---------- Selected extract

By Paul Gable
With the City of Myrtle Beach announcing last week it plans to appeal the judge’s order on a settlement of the hospitality fee lawsuit it brought against Horry County, it appears the city has taken the stance of ‘my way or the highway’ on the lawsuit issue.
Everything has been settled and agreed to between the parties in the lawsuit except for the disbursement of approximately $19 million the county collected in the various city jurisdictions in the county between March and August 2019.
Horry County asked the judge to order that money be returned to the city’s in which it was collected. The judge agreed.
Myrtle Beach requested one half of those funds be returned to the cities and one-half established as a fund from which it may pay out refunds to individuals who paid the hospitality fee between the above months with any unclaimed amount going to the South Carolina Bar Association’s fund for legal services for low income residents.
Under the county plan, Myrtle Beach would receive $11,170,800 of the approximately $19 million total. This money could be spent on infrastructure and public safety services associated with tourism, according to state law.

--------------------
---------- Data shown

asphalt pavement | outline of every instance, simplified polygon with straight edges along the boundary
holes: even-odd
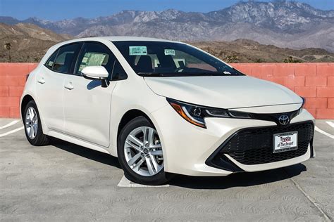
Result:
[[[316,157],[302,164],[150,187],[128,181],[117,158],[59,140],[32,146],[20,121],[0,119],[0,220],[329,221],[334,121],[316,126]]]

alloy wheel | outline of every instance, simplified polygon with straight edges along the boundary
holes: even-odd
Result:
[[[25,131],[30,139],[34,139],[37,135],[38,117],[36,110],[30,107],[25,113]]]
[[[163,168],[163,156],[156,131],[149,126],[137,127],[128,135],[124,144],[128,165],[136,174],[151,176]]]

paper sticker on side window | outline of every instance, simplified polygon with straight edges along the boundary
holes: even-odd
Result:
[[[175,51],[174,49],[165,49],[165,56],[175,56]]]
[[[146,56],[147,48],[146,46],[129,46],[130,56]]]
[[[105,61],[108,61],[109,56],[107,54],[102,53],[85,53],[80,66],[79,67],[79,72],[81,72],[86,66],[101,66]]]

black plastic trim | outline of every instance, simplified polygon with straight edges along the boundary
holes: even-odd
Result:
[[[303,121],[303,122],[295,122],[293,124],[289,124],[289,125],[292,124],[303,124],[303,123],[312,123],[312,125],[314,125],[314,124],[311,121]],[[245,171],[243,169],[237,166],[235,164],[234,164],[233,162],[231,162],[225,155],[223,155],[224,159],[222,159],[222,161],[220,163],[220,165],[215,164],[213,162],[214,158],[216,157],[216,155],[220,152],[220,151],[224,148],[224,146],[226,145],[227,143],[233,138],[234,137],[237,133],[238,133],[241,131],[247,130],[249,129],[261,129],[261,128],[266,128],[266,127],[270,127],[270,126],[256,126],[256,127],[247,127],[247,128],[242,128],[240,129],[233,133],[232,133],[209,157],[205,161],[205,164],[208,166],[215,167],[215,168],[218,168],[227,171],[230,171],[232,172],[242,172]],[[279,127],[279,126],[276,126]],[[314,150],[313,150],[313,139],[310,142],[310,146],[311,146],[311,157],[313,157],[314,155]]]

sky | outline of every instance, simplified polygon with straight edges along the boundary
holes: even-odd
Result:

--------------------
---------- Data shown

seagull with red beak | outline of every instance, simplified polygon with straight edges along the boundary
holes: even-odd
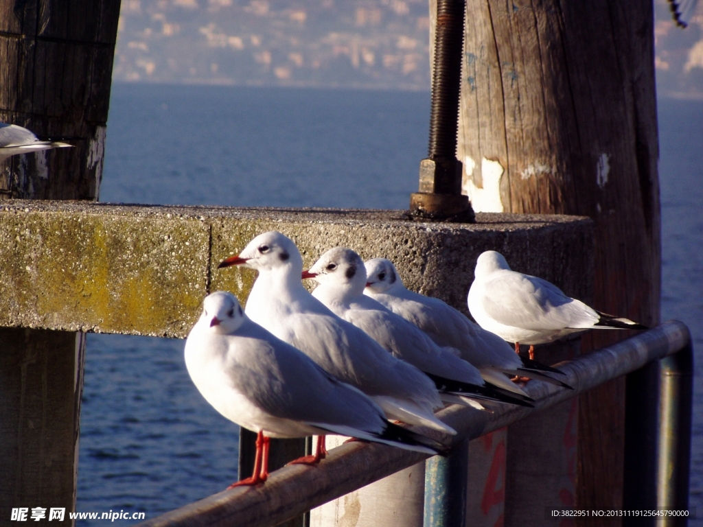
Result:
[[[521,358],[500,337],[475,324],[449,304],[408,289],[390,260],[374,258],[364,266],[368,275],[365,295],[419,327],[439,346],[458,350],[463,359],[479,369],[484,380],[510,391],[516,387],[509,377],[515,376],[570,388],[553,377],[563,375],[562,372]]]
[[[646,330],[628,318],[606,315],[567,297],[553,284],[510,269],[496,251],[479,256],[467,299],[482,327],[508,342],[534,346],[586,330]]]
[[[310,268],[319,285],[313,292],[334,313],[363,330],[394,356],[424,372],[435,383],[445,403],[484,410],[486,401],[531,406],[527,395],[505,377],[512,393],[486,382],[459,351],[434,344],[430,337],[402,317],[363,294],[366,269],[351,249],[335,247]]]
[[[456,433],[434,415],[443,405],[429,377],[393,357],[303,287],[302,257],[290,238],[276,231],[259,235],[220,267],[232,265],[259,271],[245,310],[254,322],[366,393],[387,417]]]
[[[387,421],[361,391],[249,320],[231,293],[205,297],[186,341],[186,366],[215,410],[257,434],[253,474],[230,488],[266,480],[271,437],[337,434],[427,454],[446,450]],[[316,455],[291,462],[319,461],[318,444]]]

--------------------
---------- Data shown

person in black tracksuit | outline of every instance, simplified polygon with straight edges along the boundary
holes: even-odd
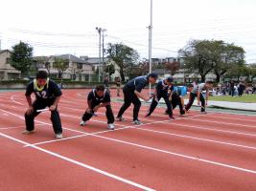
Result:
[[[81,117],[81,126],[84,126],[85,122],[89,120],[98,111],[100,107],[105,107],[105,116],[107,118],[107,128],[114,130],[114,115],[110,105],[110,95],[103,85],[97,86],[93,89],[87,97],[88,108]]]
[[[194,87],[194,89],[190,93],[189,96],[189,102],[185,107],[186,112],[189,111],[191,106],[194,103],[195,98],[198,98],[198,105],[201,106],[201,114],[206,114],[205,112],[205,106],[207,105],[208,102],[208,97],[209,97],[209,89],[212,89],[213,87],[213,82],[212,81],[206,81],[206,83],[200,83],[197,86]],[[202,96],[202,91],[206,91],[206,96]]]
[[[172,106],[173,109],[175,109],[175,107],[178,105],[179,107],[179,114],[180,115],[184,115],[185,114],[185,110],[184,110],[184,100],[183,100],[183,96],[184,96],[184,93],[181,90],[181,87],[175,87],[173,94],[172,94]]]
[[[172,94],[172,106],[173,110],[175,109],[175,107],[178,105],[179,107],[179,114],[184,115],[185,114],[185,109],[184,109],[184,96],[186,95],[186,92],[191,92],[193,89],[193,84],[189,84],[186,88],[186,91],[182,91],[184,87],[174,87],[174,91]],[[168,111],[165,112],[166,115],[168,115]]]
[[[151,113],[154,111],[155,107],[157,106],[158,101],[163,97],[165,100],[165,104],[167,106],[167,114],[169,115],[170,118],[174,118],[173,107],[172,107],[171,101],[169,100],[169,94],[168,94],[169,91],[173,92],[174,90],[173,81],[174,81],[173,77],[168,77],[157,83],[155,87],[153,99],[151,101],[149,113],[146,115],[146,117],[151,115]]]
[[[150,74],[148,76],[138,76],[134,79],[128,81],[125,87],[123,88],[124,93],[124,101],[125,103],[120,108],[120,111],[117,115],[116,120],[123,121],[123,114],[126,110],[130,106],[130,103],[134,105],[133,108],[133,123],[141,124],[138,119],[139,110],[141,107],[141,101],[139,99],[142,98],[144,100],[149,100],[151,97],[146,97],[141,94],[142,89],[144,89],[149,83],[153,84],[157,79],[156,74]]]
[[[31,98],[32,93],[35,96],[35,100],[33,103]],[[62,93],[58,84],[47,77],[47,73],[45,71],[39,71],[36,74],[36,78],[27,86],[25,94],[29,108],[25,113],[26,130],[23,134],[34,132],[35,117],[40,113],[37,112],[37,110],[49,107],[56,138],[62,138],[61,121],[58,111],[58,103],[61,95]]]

--------------------

Requirement ▸
In the article on the hospitality fee lawsuit, how much would Myrtle Beach receive under the county plan?

Finished exercise ▸
$11,170,800 of the approximately $19 million total.